**What the exercise asks**
Format the listing as a numbered list, starting at the line that contains "task: draw the outline of every instance of the distant" and running through the end of the listing. Include both the starting line and the final line, and leave out any blank lines.

#####

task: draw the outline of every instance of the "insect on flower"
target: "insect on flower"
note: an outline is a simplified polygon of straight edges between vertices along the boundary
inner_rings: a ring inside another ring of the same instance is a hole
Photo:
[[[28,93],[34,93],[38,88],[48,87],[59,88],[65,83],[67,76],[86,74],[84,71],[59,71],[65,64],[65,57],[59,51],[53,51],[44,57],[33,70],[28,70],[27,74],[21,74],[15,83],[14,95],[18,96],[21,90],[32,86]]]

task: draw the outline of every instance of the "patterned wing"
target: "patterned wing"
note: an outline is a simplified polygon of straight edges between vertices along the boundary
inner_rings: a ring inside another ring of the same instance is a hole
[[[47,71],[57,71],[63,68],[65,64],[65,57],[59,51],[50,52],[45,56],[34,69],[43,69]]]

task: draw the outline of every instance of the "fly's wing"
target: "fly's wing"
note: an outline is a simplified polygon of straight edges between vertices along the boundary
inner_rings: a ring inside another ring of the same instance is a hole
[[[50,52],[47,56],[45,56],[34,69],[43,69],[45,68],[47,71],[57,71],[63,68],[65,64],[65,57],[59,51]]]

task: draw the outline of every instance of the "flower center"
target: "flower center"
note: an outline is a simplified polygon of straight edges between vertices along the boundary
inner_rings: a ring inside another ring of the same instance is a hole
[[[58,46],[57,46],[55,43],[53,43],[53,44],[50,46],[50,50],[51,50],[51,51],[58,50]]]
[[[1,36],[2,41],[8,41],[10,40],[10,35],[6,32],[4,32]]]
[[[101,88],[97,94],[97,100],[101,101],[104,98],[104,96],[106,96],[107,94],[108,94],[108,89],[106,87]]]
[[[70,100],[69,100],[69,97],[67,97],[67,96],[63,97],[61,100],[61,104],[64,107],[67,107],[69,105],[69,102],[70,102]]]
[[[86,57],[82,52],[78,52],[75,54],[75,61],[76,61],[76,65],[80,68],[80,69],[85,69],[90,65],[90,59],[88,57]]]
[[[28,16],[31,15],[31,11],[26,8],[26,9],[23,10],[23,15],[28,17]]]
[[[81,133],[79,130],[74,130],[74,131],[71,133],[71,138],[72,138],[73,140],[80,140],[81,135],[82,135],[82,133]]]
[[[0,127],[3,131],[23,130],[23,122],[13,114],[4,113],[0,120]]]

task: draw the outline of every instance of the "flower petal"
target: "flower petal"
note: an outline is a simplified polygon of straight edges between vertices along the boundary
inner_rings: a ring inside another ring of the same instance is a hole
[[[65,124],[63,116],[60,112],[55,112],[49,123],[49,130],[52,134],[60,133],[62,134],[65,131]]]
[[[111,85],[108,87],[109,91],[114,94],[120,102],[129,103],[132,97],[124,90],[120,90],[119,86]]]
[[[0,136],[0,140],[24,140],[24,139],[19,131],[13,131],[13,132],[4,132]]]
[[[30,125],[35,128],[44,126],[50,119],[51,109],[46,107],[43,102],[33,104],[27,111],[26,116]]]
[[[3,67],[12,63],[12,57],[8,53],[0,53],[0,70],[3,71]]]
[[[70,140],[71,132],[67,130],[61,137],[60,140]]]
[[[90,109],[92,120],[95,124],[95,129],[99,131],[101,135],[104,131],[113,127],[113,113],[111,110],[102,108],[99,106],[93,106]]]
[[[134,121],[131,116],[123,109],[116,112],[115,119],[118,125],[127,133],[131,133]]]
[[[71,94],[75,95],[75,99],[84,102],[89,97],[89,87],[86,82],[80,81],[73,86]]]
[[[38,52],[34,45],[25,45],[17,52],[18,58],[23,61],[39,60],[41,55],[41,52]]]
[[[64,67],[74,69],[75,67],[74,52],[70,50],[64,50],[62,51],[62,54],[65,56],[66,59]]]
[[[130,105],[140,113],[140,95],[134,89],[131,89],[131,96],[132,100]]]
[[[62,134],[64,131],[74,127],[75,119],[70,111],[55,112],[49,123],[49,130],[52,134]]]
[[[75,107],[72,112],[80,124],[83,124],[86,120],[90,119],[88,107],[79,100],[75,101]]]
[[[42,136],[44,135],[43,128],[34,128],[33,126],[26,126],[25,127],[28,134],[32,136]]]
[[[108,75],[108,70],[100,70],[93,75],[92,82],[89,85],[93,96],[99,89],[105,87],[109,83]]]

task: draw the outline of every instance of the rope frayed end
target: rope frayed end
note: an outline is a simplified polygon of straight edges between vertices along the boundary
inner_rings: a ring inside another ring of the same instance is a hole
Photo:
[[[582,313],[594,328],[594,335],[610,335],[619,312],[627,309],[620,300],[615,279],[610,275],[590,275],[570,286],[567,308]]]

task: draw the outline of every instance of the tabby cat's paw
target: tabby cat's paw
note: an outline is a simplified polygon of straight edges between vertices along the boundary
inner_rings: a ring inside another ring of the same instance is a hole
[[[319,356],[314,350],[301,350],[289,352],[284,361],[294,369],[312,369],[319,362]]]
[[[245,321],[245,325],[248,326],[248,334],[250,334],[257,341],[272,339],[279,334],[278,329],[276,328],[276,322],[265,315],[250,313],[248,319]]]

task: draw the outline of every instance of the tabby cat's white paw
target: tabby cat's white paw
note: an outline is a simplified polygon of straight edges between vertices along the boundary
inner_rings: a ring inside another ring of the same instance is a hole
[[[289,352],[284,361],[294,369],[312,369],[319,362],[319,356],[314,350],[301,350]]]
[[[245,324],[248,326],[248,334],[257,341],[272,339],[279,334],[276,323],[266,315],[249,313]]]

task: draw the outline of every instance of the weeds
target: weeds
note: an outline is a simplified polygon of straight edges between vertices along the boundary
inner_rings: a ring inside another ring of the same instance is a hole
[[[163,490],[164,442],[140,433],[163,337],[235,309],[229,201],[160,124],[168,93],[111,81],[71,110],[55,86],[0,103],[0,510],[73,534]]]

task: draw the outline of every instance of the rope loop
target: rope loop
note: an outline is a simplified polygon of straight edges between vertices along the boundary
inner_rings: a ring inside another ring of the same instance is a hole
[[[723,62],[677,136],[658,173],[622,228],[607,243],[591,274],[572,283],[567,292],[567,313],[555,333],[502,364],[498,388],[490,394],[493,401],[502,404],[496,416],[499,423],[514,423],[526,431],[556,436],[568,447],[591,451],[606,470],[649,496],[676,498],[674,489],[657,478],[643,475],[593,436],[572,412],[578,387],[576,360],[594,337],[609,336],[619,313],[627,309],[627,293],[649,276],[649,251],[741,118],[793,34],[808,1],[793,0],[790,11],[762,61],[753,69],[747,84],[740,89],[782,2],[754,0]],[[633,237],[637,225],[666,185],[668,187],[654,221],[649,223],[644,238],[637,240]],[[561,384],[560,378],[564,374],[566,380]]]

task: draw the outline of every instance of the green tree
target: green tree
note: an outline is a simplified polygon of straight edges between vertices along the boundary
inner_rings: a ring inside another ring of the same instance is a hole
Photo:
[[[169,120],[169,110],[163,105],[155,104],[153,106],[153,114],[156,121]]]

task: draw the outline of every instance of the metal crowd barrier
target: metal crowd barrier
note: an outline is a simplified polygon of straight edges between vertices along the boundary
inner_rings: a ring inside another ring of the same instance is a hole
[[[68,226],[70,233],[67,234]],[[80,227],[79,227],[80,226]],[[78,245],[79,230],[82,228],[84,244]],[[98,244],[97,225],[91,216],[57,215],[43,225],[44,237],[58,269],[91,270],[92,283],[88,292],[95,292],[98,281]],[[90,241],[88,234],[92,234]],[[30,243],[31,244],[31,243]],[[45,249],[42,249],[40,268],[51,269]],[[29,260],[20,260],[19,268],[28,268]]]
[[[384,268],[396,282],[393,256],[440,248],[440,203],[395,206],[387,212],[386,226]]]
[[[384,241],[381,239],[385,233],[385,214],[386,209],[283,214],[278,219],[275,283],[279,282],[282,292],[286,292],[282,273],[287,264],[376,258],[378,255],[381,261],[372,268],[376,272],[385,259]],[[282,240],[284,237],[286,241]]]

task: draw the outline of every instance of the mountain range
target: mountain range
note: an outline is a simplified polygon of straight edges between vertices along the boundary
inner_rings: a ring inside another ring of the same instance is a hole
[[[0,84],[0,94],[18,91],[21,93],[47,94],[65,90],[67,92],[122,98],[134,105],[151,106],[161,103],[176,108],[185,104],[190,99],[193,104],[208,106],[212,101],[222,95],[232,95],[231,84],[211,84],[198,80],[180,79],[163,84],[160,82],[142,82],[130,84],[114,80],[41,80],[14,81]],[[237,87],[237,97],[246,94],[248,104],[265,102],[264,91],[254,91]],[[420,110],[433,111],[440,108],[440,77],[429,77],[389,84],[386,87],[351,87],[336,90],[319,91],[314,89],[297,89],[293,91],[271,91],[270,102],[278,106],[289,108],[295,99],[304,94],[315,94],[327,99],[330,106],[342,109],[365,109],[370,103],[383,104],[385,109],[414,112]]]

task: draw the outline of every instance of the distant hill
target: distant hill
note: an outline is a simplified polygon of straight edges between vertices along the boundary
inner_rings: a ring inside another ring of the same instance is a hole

#####

**Output of the task**
1. task: draw the outline of every instance of the distant hill
2. target: distant hill
3. note: an outline is a simplified polygon of straight edges between vertices along the boundary
4. inner_rings: a ring inside another ring of the same instance is a hole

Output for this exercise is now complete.